Data items
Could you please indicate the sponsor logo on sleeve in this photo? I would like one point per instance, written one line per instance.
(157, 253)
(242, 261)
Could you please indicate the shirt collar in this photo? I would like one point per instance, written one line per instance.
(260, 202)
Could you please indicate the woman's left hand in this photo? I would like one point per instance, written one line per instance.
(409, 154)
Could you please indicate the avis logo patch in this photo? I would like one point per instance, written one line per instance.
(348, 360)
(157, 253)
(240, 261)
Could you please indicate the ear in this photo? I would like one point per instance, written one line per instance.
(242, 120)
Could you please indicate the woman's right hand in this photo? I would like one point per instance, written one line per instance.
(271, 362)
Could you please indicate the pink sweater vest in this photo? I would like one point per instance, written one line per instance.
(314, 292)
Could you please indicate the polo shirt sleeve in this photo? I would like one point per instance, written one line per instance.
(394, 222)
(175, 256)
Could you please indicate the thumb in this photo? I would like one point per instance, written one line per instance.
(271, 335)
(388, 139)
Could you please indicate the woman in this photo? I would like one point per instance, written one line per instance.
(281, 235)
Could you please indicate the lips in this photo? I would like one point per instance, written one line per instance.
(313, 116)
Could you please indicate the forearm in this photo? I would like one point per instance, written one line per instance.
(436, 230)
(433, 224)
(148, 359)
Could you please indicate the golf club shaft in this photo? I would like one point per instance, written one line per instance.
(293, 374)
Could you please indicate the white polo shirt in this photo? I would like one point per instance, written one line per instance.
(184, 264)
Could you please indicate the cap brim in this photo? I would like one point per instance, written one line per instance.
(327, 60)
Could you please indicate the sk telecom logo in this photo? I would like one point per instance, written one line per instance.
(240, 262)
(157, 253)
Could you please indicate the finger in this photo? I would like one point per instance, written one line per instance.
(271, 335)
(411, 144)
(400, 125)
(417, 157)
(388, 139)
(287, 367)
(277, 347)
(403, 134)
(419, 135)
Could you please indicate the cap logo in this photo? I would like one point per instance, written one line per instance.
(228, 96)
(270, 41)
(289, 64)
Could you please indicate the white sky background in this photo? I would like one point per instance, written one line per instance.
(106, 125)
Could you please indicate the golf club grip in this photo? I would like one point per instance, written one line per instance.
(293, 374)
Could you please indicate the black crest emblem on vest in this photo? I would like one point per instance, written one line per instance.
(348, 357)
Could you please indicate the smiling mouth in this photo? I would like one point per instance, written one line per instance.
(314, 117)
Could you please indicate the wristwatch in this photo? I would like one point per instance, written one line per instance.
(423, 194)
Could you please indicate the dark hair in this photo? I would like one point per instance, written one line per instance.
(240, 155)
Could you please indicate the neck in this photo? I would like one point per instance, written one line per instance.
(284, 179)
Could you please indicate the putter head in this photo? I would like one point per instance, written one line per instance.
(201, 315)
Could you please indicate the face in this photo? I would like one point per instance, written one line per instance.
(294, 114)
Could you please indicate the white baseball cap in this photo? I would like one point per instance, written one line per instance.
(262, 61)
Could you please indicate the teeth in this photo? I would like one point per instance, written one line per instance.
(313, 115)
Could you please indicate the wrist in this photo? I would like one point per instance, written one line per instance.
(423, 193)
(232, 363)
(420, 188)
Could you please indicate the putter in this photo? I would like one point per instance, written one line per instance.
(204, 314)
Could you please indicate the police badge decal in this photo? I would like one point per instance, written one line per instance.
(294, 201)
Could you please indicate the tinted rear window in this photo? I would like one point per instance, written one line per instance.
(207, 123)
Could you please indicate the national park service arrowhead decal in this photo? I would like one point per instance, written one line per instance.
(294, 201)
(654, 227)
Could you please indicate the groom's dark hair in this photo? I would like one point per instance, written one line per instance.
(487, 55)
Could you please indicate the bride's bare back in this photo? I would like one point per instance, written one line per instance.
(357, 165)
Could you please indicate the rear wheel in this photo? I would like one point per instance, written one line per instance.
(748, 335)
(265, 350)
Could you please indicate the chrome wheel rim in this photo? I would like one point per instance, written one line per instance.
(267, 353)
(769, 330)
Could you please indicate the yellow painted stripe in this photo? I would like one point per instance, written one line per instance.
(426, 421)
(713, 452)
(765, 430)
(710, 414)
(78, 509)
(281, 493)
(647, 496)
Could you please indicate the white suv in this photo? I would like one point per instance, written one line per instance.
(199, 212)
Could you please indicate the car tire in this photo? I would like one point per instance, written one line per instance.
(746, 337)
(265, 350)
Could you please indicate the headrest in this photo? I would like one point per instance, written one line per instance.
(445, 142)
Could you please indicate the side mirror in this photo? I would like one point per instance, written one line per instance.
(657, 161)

__EXERCISE DESCRIPTION__: Nothing above should be left out; write out every record exactly.

__EXERCISE RESPONSE__:
Could you please indicate the sponsor logo on sleeve in this photo? I would like one point per instance, written one line per instance.
(157, 253)
(242, 261)
Could you please indicate the shirt collar in this photo? I would like one point per instance, written one line per instance.
(260, 202)
Could you please indicate the woman's left hand in this photo? I would like one point per instance, written one line per instance.
(409, 154)
Could you please indicate the avis logo patch in this photo? I would like one point per instance, written one line per instance.
(348, 360)
(157, 253)
(240, 261)
Could you please indicate the ear in this photo? I would like one point per instance, written one line per instance.
(242, 120)
Could you please indicate the woman's right hand in this photo? I would like one point per instance, written one line per instance.
(271, 362)
Could you please indicate the pink sweater vest in this photo? I would like one point per instance, written one line per instance.
(314, 292)
Could you please indicate the polo shirt sleeve in this photo? I would like one point per instance, written one line per instance.
(394, 222)
(175, 256)
Could you please indicate the thumb in this photo? I would like one point per instance, written one line per instance.
(271, 335)
(388, 139)
Could you please indicate the woman in this photo? I would like one point per instance, written one line per instance.
(281, 235)
Could you please indicate the lips in this photo? I would like one point per instance, written one line per instance.
(313, 116)
Could you please indicate the forearm in this photo? I would like one point per instance, written one line per instance.
(436, 230)
(433, 224)
(148, 359)
Could you please indicate the golf club shaft in this photo? I would like one point per instance, written one line per instance.
(293, 374)
Could you please indicate the white polo shirt in this photo? I would like one point per instance, written one line per instance.
(184, 264)
Could you please indicate the cap brim in this photo? I would like one point per instance, written one line per instance.
(327, 60)
Could you please indicate the sk telecom logo in this photo? I would like one point per instance, written one line per instance.
(240, 262)
(157, 253)
Could you please indicate the finger in this photo? I would like one point per instance, written one line per instance.
(271, 335)
(411, 144)
(400, 125)
(417, 157)
(388, 139)
(287, 367)
(277, 347)
(403, 134)
(419, 135)
Could you please indicate the cap logo in this photo? I would like one point per instance, written one line per instance.
(228, 96)
(270, 41)
(289, 64)
Could you please indicate the white sky background in this photo? I would like one point per instance, written one line per instance.
(106, 125)
Could you please indicate the golf club grip in this photo? I would like one point per instance, written one line per instance.
(293, 374)
Could you please indicate the black crest emblem on vest in this photo? I would like one point per instance, written one line per instance.
(348, 357)
Could you please indicate the smiling mouth in this photo? I would like one point per instance, written one line per instance.
(314, 117)
Could you please indicate the wristwatch in this photo? I would like one point per instance, written one line per instance.
(423, 194)
Could you please indicate the dark hair in this photo? I would like one point per instance, written one line per instance.
(240, 155)
Could you please indicate the neck in this photo? I would like one point per instance, written one line per instance.
(284, 179)
Could you please indicate the putter head in this photo? I would like one point per instance, written one line per instance.
(201, 315)
Could you please indicate the face in this photo? I would like one point per instance, written one line per instance.
(294, 114)
Could you please indicate the white baseball cap in this photo? I would like one point per instance, written one line per instance.
(262, 61)
Could you please indicate the teeth in this photo? I would like one point per instance, written one line per instance.
(313, 115)
Could you please indicate the wrist in this photo? I would like one point per instance, written one line per instance.
(423, 193)
(232, 363)
(420, 188)
Could you please indicate the putter in this photo? I would like one point per instance, written one line per instance.
(204, 314)
Could you please indicate the police badge decal in this photo? I would like one point per instance, written one line per instance.
(294, 201)
Could you please indicate the tinted rear window in this photo? I would like one point per instance, written one line per instance.
(207, 123)
Could you please indicate the national park service arrowhead decal in this photo? I would like one point per instance, written one line per instance.
(294, 201)
(654, 227)
Could you please indicate the groom's dark hair in this photo? I would like one point per instance, written one line per instance.
(487, 55)
Could you please indicate the bride's bare back in this photo? I would like one point per instance, written one line per instance.
(357, 165)
Could you please indicate the rear wheel in this photo? I would like one point per instance, written one line per instance.
(748, 335)
(265, 350)
Could you please indicate the chrome wheel rim in this photo? I would like one point per instance, written one line per instance.
(267, 353)
(769, 330)
Could you please indicate the yellow painted stripe in this photo? I would like one point per instance, written one line per instance.
(426, 421)
(713, 452)
(765, 430)
(710, 414)
(78, 509)
(281, 493)
(647, 496)
Could you please indicate the white suv in this photo? I would like one point per instance, written one line per instance.
(199, 212)
Could you please indicate the car tire in this photo? I would like one point per instance, written one line per instance.
(746, 337)
(265, 350)
Could you please indicate the headrest in this photo? I would like one point per instance, written one line per instance.
(445, 142)
Could you please indicate the side mirror in this photo? I would like one point per instance, written one line per instance.
(657, 161)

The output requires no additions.